BEGIN Input

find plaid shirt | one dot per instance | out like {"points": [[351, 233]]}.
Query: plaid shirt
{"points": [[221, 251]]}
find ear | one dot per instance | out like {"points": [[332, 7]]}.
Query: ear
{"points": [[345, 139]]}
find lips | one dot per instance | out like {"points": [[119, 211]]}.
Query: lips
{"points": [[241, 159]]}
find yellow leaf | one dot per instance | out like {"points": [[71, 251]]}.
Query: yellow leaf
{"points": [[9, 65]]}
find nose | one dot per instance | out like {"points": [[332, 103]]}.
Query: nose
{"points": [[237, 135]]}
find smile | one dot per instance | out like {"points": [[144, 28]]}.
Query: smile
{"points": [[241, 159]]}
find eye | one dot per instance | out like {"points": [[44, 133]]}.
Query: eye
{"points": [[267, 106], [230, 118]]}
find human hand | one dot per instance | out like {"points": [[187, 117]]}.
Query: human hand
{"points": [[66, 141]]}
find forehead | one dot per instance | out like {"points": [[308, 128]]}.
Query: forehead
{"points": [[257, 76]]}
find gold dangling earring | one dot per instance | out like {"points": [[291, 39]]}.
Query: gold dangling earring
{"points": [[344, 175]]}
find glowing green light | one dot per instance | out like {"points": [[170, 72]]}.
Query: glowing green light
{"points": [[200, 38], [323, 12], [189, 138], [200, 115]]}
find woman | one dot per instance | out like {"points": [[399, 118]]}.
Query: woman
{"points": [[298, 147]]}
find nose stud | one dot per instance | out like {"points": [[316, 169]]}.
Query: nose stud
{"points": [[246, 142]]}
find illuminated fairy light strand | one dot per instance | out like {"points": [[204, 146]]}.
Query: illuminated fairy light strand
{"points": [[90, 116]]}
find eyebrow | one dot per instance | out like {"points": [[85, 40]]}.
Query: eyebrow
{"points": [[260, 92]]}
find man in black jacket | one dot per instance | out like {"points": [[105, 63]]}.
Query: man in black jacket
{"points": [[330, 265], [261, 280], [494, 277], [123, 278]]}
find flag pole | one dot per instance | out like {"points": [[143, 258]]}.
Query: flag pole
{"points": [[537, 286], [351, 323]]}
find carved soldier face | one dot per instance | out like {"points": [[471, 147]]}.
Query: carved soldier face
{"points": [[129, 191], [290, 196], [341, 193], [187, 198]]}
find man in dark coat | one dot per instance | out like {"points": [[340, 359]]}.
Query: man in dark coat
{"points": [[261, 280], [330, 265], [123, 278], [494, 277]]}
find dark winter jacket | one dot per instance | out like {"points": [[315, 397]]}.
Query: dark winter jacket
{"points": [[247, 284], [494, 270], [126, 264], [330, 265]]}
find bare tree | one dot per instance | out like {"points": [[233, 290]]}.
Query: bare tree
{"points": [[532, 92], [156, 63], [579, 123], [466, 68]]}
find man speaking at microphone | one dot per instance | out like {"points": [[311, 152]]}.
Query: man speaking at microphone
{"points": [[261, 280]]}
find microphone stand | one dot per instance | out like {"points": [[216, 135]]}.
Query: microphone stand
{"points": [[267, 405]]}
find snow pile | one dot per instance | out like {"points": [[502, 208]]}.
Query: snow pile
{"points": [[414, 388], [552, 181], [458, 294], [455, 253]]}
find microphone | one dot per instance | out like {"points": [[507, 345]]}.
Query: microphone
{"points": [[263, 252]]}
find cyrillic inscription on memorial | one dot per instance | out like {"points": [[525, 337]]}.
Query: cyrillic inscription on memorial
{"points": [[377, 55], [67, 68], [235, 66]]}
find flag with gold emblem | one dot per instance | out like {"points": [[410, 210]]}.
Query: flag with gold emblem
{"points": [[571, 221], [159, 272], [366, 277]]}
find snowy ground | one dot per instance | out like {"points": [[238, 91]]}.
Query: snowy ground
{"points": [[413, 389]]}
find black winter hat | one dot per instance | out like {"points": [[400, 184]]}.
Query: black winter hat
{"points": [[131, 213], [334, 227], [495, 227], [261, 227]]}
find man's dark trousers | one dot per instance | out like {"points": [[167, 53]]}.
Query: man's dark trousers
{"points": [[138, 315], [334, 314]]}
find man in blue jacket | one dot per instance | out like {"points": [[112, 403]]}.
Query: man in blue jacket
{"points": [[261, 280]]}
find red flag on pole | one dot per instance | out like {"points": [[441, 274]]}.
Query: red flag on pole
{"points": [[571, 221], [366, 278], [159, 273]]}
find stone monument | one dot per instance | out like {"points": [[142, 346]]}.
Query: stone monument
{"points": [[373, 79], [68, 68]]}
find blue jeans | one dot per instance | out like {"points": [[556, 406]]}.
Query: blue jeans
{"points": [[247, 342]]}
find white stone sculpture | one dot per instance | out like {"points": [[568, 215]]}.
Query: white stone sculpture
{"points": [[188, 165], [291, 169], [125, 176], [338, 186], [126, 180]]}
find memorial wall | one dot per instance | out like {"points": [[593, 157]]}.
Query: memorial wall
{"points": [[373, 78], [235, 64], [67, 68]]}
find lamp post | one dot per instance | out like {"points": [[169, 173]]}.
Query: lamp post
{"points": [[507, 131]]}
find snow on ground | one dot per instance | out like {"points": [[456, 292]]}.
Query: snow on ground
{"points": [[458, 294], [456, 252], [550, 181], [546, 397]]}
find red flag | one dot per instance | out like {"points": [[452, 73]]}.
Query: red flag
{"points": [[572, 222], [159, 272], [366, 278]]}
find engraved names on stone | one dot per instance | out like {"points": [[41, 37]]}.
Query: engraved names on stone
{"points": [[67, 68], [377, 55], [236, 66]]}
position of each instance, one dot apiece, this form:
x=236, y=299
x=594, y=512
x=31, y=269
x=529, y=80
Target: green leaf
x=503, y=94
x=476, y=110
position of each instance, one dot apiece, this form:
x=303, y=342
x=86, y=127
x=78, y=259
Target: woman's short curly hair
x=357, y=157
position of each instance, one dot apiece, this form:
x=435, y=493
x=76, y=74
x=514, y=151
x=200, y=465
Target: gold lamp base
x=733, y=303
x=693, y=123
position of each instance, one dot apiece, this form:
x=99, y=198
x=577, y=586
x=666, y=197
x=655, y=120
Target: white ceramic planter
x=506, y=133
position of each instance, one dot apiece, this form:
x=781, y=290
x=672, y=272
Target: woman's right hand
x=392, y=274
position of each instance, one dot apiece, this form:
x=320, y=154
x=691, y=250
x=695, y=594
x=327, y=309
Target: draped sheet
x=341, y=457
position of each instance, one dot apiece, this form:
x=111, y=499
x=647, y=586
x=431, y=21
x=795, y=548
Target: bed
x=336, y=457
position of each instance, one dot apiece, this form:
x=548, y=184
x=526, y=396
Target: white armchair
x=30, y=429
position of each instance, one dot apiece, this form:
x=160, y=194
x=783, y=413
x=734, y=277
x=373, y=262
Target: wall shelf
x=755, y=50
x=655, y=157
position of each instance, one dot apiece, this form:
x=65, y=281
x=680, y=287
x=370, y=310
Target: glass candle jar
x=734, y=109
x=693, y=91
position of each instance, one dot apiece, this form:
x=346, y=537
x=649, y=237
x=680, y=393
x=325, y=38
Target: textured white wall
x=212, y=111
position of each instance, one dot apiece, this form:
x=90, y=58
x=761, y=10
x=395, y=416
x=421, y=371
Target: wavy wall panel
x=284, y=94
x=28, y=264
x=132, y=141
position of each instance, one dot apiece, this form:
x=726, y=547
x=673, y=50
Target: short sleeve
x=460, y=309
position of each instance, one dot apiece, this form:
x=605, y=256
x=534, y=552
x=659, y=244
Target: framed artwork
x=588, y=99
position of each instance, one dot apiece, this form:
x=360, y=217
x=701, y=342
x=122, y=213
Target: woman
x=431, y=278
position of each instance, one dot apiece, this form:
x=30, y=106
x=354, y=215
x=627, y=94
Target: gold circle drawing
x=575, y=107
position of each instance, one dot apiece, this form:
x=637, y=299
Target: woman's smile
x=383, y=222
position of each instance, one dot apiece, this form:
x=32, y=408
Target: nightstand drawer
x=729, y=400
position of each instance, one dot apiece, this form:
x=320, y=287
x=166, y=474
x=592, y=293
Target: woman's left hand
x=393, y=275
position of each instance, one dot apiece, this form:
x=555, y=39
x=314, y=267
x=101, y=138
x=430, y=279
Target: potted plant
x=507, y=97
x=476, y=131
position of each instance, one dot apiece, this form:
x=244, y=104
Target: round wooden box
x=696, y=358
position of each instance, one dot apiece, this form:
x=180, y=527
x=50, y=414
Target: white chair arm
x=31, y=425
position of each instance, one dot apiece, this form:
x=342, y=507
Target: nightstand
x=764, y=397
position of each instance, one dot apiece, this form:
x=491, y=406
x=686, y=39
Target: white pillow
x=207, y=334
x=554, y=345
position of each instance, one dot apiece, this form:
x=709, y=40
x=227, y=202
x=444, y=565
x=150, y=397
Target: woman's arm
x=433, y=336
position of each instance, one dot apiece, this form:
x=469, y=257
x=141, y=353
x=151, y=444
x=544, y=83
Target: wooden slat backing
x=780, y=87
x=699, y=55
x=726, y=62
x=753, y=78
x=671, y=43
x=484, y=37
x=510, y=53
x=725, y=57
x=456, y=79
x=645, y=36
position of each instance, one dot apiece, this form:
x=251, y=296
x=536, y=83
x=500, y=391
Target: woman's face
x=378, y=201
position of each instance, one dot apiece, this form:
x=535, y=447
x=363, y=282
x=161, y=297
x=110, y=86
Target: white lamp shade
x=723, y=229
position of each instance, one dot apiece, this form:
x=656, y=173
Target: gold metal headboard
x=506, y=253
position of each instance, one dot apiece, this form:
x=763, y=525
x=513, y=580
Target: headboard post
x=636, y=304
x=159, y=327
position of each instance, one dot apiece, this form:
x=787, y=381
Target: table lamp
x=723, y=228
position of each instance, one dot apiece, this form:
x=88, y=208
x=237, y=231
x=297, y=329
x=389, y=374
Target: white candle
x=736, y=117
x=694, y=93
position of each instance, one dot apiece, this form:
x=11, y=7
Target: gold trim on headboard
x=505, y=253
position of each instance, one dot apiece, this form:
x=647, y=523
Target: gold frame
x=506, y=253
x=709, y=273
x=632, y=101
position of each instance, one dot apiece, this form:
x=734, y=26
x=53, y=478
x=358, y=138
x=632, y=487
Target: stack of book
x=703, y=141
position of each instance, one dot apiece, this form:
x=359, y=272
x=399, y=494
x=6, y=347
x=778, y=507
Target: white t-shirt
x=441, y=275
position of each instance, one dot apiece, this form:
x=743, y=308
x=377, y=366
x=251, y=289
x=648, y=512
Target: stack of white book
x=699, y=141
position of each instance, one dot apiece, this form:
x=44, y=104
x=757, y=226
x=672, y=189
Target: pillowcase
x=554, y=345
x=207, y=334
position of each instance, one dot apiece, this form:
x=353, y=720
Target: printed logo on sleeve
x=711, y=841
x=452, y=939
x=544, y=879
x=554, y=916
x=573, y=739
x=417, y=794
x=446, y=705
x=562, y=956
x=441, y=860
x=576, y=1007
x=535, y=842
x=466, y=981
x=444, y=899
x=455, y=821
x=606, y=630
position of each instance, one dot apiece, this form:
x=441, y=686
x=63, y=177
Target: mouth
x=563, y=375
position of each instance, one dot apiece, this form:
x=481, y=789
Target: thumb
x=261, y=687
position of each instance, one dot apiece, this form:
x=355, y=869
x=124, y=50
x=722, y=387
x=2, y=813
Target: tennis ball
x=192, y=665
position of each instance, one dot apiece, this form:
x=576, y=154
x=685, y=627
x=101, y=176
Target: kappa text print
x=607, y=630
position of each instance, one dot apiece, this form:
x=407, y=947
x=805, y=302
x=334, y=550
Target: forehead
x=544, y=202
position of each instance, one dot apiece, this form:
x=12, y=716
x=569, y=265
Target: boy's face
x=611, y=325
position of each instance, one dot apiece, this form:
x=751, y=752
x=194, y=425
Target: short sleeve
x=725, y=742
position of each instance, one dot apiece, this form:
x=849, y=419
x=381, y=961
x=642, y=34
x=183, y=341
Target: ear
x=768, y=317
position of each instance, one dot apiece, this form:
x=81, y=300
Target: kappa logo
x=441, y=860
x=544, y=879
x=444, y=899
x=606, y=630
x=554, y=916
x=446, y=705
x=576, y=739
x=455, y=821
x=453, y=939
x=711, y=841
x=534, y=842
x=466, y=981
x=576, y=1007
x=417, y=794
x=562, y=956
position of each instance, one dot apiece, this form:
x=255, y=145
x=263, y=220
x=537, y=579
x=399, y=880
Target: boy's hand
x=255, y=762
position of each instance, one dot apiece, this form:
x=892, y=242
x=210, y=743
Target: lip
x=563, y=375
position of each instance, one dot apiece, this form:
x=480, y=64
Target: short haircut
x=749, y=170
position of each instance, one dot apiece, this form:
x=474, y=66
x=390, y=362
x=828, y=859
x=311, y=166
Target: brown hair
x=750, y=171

END Input

_Written task:_ Extract every line of the material above that contains the string "strand".

_Exercise output:_
find illuminated fairy light strand | one dot per instance | out like {"points": [[204, 146]]}.
Query: illuminated fairy light strand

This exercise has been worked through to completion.